### Обязательные задания
1. Извлеките из отрывка о преподавании религии в немецких школах фрагмент, начиная со слов «Журнальный клуб Интелрос» и заканчивая словами «там не возникает.».
2. Определите, соответствуют ли отрывку о преподавании религии в немецких школах следующие утверждения: (а) в Германии Церковь отделена от государства; (б) предмет «Религия» по конфессиональным направлениям преподают священники; (в) Ирина Етке окончила университет в Мюнхене. Для каждого утверждения ответьте «да» или «нет» и приведите точную цитату из отрывка, на которой основан ответ.

### Выбранный отрывок
________________

Журнальный клуб Интелрос » Фома » №9, 2012
«Разве можно представить, чтобы религию в школе преподавали в просвещенных цивилизованных странах?» — такие вопросы не раз слышались от критиков введения в российских школах курса «Основы религиозных культур и светской этики». Хотя уже многие годы в Германии, в центре «славной либеральной» Европы, предмет «Религия» преподается во всех школах. И сомнений в необходимости такого курса там не возникает.
Детская служба в Пепельную среду в Трирском кафедральном соборе
В Германии Церковь отделена от государства. Однако во многих федеральных землях школьникам преподают предмет под названием «Религия». На севере и в части территорий бывшей ГДР под этим подразумевают историю религиозных идей. Но в западных и южных землях все гораздо интересней, возможны варианты. Основные — католическая, протестантская религия и этика. В зависимости от конфессиональной принадлежности своей семьи (или отсутствия такой принадлежности) дети могут посещать занятия по одному из направлений.
Преподают «Религию» светские педагоги. Правда, по конфессиональным направлениям — только те, которые прошли специальную подготовку и получили разрешение от Католической или Протестантской церквей.
Мы решили побеседовать с учителями западногерманского города Трир в земле Райнланд-Пфальц, с тремя из многих. Каждый из них имеет свою специализацию: двое преподают в гимназии (с 5 по 13 классы) евангелическую и католическую религии, третья собеседница — директор начальной католической школы. Всем им было что рассказать о том, как они работают и с какими проблемами сталкиваются. Возможно, их опыт будет полезен нашим педагогам и несколько отрезвит критиков. Эти люди уже много лет идут по пути, на который мы только вступили.
Ирина Етке, учитель русского языка и евангелической религии в гимназии имени Макса Планка, г. Трир. Ирина родом из русских немцев. Начала ходить в немецкую школу с 16 лет, когда семья переехала в Германию. Окончила университет имени Гумбольдта в Берлине.

________________

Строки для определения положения
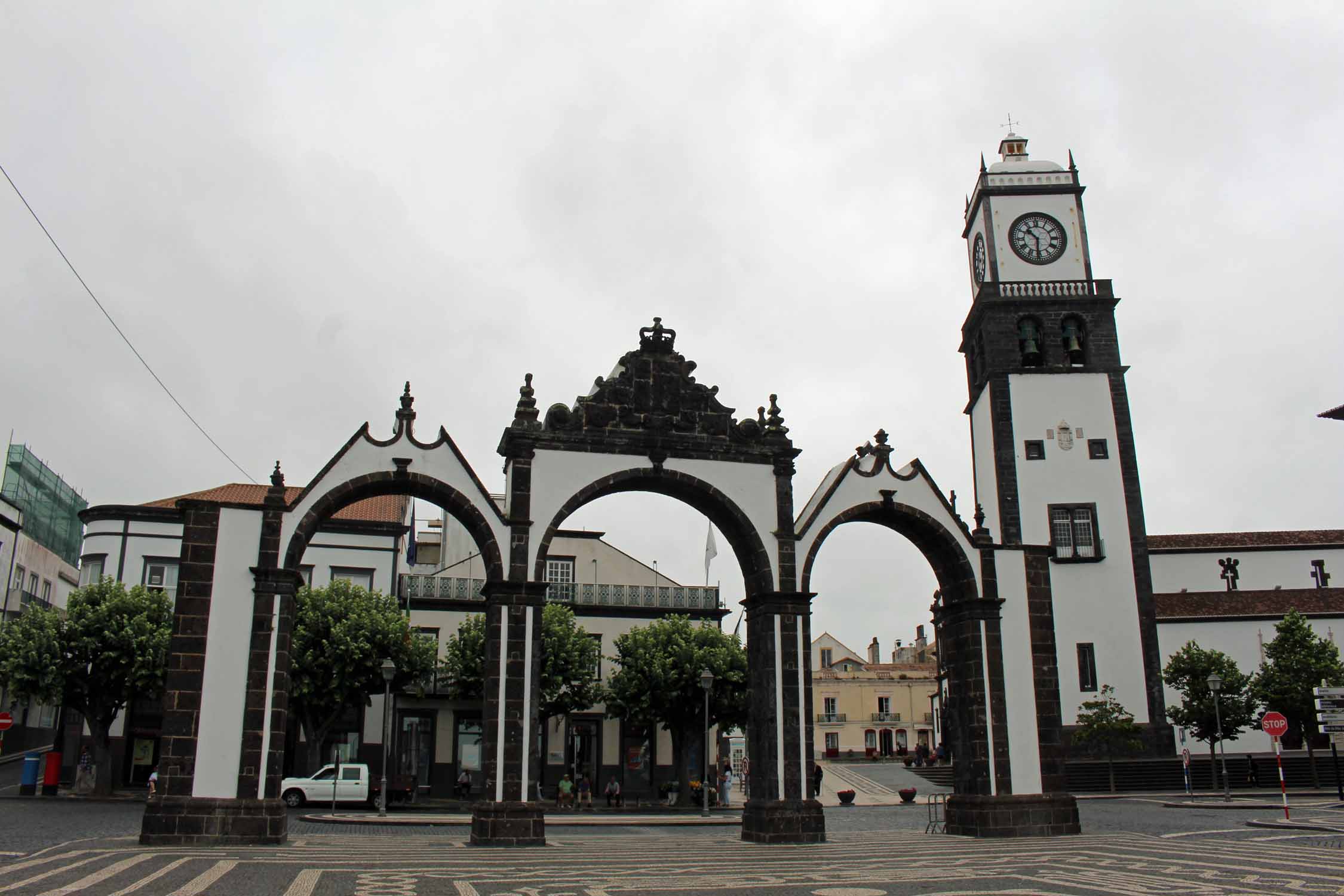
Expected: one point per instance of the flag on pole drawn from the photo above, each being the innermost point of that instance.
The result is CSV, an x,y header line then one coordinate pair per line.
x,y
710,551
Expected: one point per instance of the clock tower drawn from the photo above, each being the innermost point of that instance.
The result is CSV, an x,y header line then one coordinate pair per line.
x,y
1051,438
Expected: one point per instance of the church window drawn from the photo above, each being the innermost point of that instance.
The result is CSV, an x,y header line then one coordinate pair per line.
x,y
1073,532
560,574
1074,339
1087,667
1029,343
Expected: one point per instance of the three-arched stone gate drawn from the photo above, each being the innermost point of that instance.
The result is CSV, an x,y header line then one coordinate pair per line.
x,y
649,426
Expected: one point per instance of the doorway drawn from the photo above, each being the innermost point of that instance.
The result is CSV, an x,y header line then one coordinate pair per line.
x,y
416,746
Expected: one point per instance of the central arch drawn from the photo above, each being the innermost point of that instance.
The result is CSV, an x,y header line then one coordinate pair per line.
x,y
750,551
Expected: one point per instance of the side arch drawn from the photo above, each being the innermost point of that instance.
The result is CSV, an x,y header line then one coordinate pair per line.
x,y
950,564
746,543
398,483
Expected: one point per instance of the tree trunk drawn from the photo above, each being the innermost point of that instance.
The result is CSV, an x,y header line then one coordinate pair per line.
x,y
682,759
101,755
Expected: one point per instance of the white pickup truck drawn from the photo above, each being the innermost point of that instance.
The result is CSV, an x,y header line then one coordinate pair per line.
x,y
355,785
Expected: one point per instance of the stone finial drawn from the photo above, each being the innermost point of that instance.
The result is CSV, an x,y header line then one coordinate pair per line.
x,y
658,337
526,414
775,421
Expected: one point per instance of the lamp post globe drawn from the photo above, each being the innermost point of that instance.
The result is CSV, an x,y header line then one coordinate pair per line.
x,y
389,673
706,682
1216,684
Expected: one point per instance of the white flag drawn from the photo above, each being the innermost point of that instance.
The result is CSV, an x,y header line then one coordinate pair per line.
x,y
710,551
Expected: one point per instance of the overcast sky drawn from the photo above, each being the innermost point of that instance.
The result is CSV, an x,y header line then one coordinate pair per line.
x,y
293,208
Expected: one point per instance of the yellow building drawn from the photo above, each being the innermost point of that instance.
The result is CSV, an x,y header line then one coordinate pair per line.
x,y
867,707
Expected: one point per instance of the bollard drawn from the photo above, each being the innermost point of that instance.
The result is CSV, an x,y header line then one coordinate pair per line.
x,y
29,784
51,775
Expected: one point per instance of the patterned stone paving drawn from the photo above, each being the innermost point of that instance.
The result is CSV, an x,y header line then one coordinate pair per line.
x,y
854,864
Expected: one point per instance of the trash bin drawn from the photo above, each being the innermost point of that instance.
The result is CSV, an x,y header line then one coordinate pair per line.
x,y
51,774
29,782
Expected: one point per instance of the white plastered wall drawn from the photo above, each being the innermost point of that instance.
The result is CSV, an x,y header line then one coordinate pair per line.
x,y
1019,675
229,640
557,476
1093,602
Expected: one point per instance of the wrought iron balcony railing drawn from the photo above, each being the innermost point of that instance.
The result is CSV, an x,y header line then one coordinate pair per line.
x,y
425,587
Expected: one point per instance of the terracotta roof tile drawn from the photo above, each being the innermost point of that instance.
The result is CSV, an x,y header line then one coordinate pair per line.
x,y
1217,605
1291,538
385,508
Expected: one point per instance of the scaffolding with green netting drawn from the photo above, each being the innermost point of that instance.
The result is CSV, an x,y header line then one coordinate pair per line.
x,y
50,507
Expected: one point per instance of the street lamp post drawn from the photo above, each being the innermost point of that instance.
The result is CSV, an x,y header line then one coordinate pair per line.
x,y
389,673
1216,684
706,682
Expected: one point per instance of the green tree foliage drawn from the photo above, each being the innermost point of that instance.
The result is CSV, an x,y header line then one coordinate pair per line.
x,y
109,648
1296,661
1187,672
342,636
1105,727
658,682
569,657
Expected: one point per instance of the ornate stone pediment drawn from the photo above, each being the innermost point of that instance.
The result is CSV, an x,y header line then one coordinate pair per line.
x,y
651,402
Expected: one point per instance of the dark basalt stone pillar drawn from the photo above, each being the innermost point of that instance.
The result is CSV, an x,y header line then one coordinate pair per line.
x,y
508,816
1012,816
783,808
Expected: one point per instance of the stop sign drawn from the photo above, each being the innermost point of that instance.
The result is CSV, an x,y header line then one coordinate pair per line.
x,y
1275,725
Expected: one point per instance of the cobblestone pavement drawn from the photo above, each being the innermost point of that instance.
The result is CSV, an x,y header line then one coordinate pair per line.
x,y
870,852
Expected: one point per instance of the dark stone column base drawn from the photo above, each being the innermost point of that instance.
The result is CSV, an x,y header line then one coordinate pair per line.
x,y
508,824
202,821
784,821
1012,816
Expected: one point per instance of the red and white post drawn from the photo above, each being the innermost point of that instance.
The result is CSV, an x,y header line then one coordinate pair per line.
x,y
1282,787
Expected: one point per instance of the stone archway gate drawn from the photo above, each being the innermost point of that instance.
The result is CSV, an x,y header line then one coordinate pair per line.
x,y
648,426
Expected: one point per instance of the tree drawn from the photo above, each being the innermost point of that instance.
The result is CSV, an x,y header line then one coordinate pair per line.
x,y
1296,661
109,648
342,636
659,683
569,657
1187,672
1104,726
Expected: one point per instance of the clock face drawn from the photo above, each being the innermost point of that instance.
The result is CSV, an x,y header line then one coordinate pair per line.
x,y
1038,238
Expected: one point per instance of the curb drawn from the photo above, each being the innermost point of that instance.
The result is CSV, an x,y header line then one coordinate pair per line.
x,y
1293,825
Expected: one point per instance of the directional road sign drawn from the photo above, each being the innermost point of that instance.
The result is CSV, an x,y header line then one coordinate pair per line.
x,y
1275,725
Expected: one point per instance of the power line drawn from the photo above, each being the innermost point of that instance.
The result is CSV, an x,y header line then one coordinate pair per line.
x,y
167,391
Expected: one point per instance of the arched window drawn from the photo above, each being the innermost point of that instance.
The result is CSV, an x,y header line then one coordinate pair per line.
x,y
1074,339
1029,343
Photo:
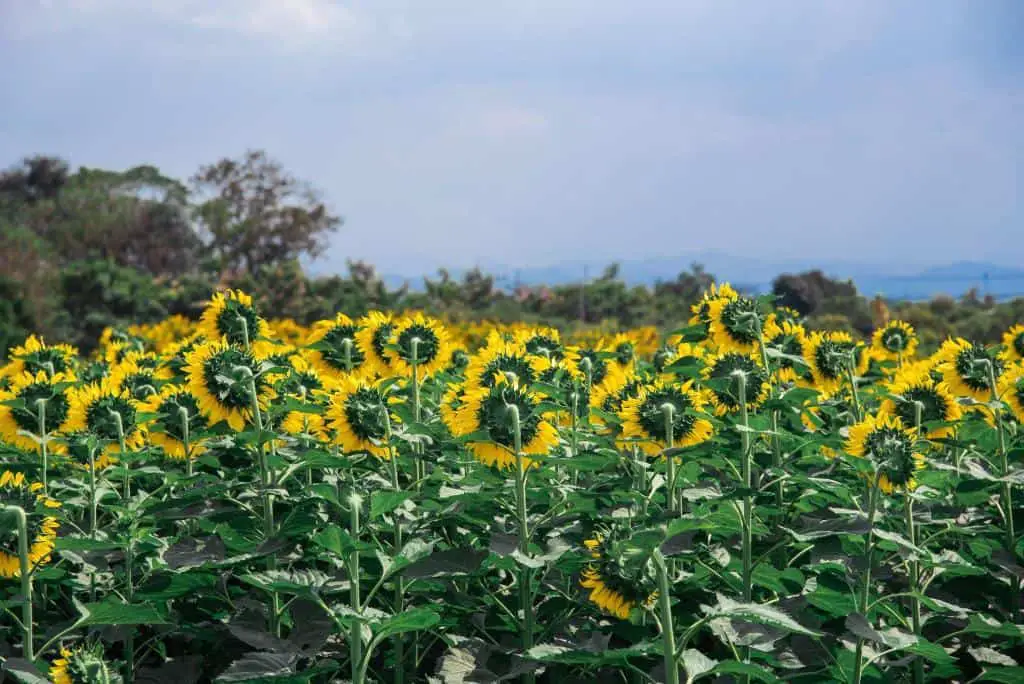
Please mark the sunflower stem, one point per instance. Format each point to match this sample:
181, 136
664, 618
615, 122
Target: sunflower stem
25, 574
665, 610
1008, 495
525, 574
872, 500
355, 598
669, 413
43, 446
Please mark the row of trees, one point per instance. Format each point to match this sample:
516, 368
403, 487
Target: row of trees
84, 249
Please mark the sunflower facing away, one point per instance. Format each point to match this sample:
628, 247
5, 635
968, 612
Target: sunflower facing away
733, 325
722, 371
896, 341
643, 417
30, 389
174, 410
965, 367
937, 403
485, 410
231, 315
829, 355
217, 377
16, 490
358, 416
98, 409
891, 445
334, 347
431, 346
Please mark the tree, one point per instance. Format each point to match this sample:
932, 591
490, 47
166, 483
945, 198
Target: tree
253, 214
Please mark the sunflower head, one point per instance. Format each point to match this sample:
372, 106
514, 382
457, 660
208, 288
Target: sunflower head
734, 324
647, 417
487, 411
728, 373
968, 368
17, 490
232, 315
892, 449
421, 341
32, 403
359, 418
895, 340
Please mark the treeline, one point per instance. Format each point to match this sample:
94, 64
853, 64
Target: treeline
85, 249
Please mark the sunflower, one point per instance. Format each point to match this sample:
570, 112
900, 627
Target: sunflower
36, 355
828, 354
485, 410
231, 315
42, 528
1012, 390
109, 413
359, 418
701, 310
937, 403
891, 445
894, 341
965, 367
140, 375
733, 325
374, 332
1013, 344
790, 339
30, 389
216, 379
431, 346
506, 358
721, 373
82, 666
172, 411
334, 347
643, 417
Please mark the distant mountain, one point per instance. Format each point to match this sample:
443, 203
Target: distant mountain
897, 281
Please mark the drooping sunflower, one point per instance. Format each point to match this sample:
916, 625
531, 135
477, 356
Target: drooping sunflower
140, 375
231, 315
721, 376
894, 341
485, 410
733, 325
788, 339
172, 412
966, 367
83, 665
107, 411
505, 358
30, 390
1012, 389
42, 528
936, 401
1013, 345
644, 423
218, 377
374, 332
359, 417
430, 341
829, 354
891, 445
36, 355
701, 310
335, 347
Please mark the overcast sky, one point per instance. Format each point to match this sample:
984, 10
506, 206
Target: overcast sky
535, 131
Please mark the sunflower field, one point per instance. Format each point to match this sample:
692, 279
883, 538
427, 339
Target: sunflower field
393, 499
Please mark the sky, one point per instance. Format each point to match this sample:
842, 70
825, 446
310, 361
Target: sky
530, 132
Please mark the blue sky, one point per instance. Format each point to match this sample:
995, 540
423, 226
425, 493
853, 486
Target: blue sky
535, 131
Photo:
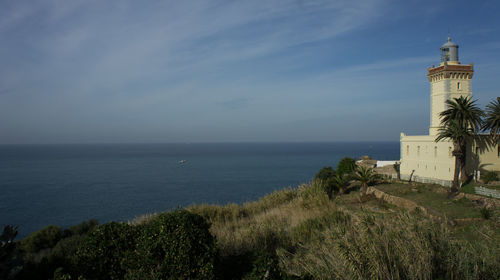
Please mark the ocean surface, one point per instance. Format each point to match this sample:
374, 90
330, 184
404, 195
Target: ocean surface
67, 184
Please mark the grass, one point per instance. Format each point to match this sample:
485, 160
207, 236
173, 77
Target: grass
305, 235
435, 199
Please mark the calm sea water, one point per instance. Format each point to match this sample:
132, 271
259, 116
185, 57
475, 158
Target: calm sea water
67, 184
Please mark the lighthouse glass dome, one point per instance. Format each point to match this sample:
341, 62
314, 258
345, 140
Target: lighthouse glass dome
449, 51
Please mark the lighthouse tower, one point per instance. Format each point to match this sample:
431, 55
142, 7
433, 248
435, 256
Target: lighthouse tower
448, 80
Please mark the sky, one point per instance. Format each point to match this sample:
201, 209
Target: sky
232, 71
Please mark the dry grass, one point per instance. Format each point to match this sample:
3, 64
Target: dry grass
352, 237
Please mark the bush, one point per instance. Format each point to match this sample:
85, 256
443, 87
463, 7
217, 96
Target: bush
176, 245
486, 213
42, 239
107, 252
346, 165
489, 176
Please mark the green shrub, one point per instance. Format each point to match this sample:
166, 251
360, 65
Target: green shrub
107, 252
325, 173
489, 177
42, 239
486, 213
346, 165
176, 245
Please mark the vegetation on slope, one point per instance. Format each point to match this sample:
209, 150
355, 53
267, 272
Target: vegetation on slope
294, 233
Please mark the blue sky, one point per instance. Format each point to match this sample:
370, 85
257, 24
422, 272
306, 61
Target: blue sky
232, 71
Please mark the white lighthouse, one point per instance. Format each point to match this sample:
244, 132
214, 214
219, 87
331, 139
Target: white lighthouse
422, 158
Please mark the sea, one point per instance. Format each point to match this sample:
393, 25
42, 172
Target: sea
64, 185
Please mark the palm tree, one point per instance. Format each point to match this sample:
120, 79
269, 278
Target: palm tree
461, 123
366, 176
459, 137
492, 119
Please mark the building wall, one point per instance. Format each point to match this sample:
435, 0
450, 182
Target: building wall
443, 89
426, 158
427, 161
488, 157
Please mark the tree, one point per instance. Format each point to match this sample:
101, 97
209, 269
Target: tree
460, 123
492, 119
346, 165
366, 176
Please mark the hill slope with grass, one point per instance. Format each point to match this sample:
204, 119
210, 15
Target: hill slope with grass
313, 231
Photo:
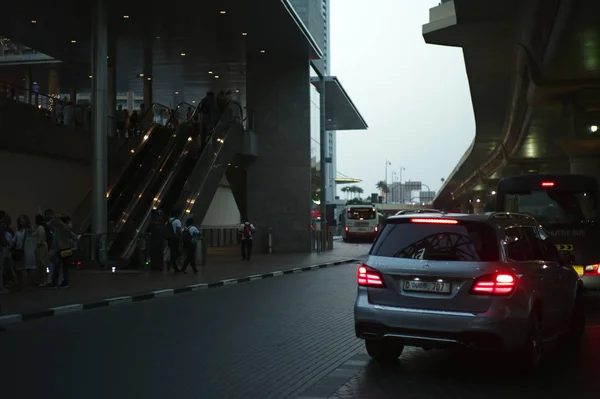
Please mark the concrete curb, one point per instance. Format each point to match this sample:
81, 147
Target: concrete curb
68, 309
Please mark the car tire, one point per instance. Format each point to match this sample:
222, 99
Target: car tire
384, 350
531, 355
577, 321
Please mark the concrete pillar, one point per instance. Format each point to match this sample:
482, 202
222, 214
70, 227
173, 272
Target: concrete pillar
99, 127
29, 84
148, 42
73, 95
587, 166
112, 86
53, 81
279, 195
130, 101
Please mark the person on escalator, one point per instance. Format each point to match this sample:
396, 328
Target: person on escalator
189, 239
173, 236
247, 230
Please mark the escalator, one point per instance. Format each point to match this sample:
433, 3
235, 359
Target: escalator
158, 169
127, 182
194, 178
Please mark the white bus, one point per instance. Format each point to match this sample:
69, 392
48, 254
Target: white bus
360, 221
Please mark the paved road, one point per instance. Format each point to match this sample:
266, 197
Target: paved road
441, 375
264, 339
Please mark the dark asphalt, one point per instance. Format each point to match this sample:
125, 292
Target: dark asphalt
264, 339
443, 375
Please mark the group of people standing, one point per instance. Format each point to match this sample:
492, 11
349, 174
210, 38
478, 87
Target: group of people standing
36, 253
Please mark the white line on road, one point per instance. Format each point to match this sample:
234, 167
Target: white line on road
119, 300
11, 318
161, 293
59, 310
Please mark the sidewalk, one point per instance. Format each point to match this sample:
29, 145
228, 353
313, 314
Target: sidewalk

________________

### Результаты упражнения
1.
Журнальный клуб Интелрос » Фома » №9, 2012
«Разве можно представить, чтобы религию в школе преподавали в просвещенных цивилизованных странах?» — такие вопросы не раз слышались от критиков введения в российских школах курса «Основы религиозных культур и светской этики». Хотя уже многие годы в Германии, в центре «славной либеральной» Европы, предмет «Религия» преподается во всех школах. И сомнений в необходимости такого курса там не возникает.

2.
(а) Да: «В Германии Церковь отделена от государства».
(б) Нет: «Преподают „Религию“ светские педагоги».
(в) Нет: «Окончила университет имени Гумбольдта в Берлине».